(Entries for pointing at labeled objects)
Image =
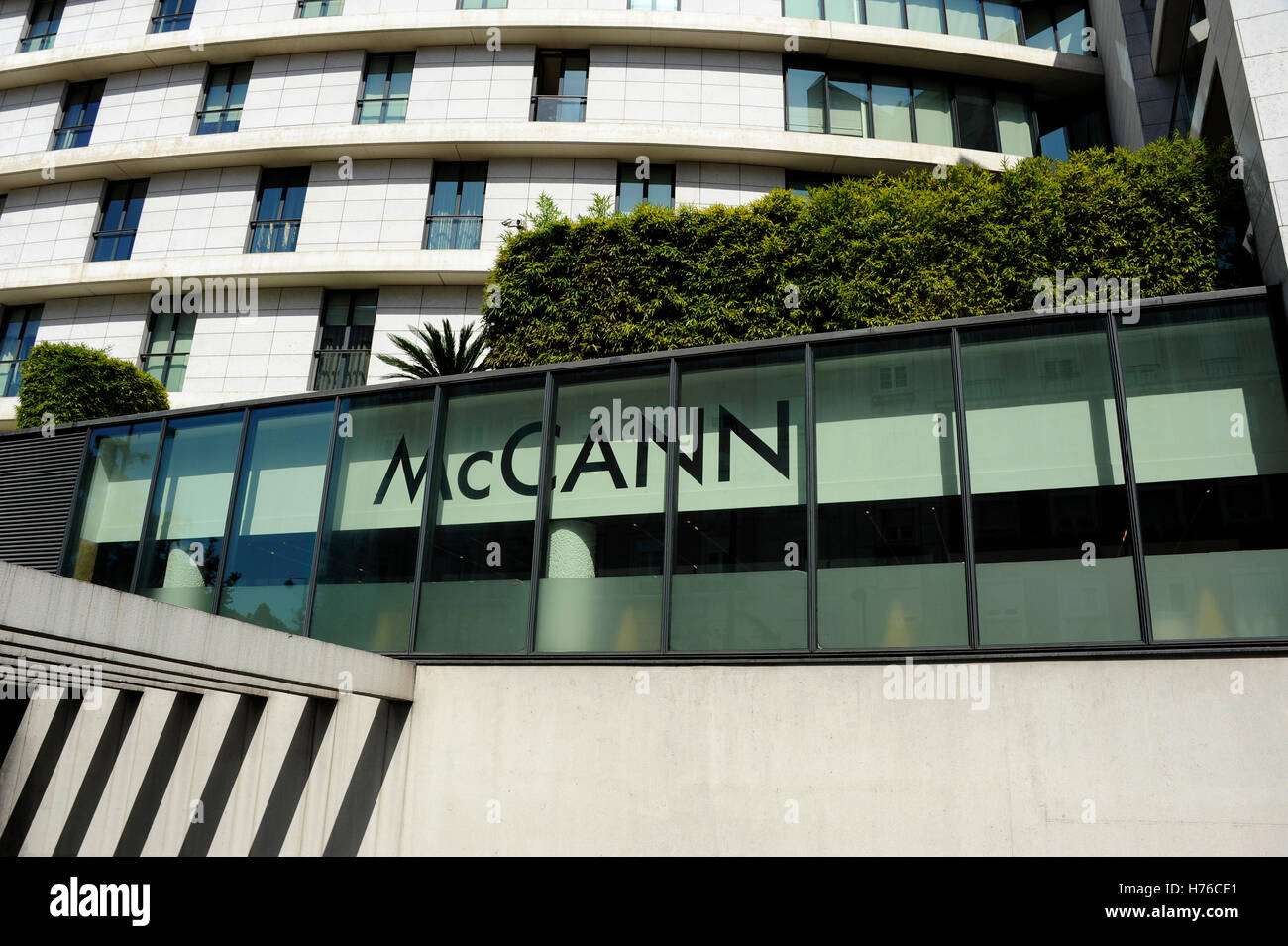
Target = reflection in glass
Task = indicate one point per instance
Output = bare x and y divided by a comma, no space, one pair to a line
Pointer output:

--

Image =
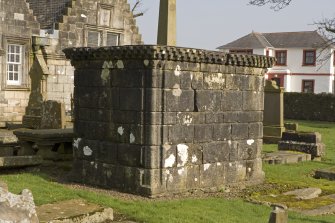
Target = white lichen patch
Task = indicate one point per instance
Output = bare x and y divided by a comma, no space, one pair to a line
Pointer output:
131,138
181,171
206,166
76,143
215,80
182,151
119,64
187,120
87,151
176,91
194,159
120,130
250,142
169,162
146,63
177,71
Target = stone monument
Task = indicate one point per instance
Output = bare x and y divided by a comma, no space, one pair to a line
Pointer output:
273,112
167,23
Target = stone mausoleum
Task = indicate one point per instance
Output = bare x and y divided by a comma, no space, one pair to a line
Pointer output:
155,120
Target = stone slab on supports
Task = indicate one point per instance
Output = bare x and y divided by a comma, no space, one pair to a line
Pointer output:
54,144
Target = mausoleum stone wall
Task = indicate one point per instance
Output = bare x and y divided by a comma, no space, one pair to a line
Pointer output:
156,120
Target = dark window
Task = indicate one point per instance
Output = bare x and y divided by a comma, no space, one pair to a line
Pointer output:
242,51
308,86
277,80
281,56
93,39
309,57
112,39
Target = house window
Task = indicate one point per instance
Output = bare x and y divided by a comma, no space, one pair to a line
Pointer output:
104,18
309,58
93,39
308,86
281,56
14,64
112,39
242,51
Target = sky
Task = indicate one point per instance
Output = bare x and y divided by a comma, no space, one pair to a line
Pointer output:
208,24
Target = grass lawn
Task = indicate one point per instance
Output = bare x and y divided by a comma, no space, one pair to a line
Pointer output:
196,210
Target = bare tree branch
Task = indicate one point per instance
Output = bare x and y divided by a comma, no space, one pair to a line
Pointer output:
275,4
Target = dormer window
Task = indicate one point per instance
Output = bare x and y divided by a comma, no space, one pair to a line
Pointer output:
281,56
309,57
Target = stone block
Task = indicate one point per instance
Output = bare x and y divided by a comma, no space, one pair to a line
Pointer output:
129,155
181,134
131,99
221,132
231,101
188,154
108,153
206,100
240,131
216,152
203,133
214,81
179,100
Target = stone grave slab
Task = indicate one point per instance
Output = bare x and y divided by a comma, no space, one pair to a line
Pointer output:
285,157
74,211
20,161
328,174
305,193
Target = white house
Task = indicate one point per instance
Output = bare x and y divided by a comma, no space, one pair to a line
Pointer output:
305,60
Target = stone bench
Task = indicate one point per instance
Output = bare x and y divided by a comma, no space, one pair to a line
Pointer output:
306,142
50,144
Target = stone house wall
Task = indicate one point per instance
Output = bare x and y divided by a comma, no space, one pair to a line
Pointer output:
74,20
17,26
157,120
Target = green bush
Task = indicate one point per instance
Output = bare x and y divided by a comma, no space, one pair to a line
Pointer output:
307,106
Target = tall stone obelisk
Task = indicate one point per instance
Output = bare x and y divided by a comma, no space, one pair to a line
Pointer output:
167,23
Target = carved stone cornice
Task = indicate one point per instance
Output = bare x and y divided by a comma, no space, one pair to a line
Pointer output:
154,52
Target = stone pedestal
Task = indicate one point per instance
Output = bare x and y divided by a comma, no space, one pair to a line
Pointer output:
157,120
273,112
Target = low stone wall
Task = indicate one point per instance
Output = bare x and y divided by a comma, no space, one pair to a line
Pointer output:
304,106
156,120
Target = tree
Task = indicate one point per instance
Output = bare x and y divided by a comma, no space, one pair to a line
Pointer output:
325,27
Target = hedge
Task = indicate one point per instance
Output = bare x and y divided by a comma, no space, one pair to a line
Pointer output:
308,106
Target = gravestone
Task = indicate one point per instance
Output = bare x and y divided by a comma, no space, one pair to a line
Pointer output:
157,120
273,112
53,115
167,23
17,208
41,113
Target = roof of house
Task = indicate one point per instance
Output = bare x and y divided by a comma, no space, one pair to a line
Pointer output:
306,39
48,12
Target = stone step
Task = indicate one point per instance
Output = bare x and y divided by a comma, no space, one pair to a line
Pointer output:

...

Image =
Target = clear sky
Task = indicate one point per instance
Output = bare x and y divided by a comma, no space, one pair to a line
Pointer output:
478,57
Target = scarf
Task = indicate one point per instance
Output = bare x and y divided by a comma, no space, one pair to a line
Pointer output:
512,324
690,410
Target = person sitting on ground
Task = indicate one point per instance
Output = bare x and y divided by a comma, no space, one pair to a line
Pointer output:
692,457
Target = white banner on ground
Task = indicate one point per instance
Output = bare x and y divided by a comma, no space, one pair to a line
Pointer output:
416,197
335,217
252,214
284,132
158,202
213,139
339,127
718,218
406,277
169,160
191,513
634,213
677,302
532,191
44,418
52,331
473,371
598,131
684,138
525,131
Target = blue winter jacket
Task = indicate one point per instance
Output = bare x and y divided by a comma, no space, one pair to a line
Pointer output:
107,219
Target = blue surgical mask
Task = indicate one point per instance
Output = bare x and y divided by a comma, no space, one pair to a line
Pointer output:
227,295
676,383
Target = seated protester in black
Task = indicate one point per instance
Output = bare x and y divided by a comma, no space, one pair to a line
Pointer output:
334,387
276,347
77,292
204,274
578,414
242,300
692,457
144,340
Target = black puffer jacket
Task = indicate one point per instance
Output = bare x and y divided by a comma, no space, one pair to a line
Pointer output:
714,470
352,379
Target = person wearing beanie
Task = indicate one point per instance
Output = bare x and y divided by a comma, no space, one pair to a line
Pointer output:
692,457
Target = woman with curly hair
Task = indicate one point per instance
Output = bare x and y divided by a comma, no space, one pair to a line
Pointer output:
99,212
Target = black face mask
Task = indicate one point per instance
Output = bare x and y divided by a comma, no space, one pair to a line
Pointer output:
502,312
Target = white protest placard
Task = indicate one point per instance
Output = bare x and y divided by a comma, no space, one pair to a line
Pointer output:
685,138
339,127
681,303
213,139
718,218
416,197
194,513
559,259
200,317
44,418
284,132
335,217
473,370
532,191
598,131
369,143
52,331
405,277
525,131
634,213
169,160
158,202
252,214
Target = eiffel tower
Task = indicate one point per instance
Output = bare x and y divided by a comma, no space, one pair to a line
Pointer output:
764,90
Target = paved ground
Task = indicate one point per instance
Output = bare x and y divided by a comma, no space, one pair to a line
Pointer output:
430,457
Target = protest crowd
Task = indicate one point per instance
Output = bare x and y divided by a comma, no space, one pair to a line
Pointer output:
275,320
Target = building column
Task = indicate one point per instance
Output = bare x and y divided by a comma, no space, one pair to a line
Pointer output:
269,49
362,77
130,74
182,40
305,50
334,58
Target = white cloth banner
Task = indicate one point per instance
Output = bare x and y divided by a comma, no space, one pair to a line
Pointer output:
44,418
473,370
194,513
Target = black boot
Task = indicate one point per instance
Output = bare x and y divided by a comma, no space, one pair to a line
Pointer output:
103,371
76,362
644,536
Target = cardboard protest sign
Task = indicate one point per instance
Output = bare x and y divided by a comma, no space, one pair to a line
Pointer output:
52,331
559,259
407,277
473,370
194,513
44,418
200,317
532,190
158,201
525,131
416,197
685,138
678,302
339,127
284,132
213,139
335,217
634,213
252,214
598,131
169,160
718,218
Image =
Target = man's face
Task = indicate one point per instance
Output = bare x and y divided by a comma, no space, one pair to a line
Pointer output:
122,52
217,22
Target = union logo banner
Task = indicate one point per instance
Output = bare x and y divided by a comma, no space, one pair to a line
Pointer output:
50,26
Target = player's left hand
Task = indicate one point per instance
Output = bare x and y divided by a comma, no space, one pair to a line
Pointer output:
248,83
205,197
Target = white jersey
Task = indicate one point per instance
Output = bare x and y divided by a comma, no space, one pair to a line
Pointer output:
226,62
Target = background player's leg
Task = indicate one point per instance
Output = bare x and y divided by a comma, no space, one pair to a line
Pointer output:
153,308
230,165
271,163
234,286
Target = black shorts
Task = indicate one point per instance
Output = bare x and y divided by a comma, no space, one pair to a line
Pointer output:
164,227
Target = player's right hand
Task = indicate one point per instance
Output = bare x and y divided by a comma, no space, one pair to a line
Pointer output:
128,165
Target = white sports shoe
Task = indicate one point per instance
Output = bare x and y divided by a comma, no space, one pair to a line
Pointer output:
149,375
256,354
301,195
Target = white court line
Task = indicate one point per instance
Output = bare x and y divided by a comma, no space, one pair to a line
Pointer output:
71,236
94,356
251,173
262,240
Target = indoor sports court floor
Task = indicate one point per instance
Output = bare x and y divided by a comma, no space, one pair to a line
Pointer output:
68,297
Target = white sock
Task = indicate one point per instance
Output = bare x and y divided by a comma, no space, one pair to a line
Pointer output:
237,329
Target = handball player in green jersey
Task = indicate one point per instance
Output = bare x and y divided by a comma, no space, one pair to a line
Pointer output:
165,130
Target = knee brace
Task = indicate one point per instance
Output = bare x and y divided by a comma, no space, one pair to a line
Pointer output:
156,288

> [EXERCISE PROMPT]:
Return each line of the material above that contains the string "tree", unchanged. Case counts.

> [THE SOLUTION]:
Target = bare tree branch
Target = tree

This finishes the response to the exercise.